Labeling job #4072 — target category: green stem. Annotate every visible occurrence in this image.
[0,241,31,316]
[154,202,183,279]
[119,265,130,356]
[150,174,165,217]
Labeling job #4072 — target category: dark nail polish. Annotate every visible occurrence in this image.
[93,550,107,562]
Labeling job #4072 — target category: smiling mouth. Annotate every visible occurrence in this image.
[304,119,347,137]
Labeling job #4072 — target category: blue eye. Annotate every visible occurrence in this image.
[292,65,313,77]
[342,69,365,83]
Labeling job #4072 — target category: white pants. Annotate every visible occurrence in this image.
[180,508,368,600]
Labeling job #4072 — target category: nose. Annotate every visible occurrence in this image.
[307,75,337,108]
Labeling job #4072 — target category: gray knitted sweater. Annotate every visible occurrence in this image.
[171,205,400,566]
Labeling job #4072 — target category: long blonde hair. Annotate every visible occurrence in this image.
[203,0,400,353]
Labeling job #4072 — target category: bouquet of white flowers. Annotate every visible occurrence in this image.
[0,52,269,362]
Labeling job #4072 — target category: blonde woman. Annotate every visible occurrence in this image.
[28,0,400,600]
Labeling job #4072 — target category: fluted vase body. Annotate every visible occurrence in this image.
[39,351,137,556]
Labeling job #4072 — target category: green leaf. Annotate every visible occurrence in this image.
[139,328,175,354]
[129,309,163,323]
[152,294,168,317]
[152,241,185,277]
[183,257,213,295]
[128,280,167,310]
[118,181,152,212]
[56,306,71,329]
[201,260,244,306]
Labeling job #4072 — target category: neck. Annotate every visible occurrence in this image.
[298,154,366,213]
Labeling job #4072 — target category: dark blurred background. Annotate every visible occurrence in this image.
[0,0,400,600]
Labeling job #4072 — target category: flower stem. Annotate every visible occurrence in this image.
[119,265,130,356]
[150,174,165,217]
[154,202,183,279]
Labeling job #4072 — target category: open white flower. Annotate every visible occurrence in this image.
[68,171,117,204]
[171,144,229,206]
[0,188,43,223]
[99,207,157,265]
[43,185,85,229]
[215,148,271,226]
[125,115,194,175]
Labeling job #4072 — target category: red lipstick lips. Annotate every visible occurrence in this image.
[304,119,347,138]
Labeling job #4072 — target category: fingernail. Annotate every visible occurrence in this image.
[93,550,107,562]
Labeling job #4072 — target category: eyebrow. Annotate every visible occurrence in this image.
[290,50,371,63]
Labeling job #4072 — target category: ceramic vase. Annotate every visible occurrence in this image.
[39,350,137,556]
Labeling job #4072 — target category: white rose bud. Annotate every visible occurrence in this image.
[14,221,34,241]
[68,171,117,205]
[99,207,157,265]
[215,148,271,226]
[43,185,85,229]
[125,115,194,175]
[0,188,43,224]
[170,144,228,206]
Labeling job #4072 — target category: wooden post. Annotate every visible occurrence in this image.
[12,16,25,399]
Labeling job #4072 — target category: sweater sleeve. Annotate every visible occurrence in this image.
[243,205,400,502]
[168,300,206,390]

= = =

Change "Labeling job #4072" to "Annotation batch #4072" in all the rows above and leave everything else as it is.

Annotation batch #4072 — target category: green stem. Annotate every visible occurrence in this image.
[0,241,31,316]
[154,202,183,279]
[119,265,130,356]
[150,174,165,217]
Annotation batch #4072 — target category: dark nail polish. Annotate every visible occurrence in this image.
[93,550,107,562]
Annotation batch #4072 — target category: smiling mouth. Annotate every visible occurrence in this image.
[304,119,347,137]
Annotation batch #4072 — target category: blue eye. Annotate every visible occurrence in this image.
[292,65,313,77]
[342,69,365,83]
Annotation batch #4072 — target category: white pants. Annotate every visible occurrence in this image.
[180,508,368,600]
Annotation batch #4072 — target category: nose. Annotate every visible occurrence in this image.
[307,75,337,108]
Annotation batch #4072 — target category: gray knitted sweater. Annotate every visible occurrence in this image.
[171,205,400,566]
Annotation batch #4072 — target category: long blonde hair. Annotate every visible occurrence in this image.
[203,0,400,353]
Annotation batch #4072 — target category: bouquet of white flowers. Annotate every visible occurrence in this image.
[0,52,269,362]
Annotation batch #4072 — target category: blonde woman. Annotate every visible occurrence in this image.
[28,0,400,600]
Annotation batch #4072 — target category: fluted vase body. Annotate every visible occurrence in this image.
[39,351,137,556]
Annotation batch #4072 — target category: green leaf. Annotate every visible occurrence in this image.
[139,328,175,354]
[129,309,163,323]
[152,294,168,317]
[152,241,185,277]
[183,257,213,295]
[128,280,167,310]
[118,181,152,212]
[56,306,71,329]
[201,260,244,306]
Annotation batch #4072 — target category: neck. Annotate every visible occurrence in this image.
[298,154,366,213]
Annotation batch #4072 — target category: dark blurred background. Annotate every visible occurrence in this image.
[0,0,400,600]
Annotation batch #4072 — target category: flower stem. Annotate every visible occurrence in this image.
[119,265,130,356]
[150,174,165,217]
[154,202,183,279]
Annotation batch #4072 — target category: open white flower. Annotate every visible occurrence in this image.
[68,171,117,204]
[171,144,229,206]
[0,188,43,223]
[99,207,157,265]
[43,185,85,229]
[215,148,271,226]
[125,115,194,175]
Annotation batch #4072 — target category: red lipstick lips. Annotate every visible occurrence in this image.
[304,119,347,138]
Annotation batch #4072 — target category: fingernail. Annotate every visible occurrence in this image.
[93,550,107,562]
Annotation batch #4072 — target category: eyebrow. Annotate every visible occurrence in this image.
[290,50,371,63]
Annotation batch #4072 — target category: ceramic vase. Annotate every visible occurrence in this image.
[39,350,137,556]
Annotation batch #4072 — target category: white rose bud. Annotate every visible occurrence in this image.
[14,221,34,241]
[68,171,117,205]
[99,207,157,265]
[215,148,271,226]
[43,185,85,229]
[125,115,194,175]
[0,188,43,224]
[170,144,228,206]
Annotation batch #4072 — target category: wooden post. Annotate every visible occurrence in this image.
[12,16,25,399]
Annotation batch #4072 — target category: sweater sleeve. Annotate every visible occurrence in this image.
[243,205,400,502]
[168,300,206,390]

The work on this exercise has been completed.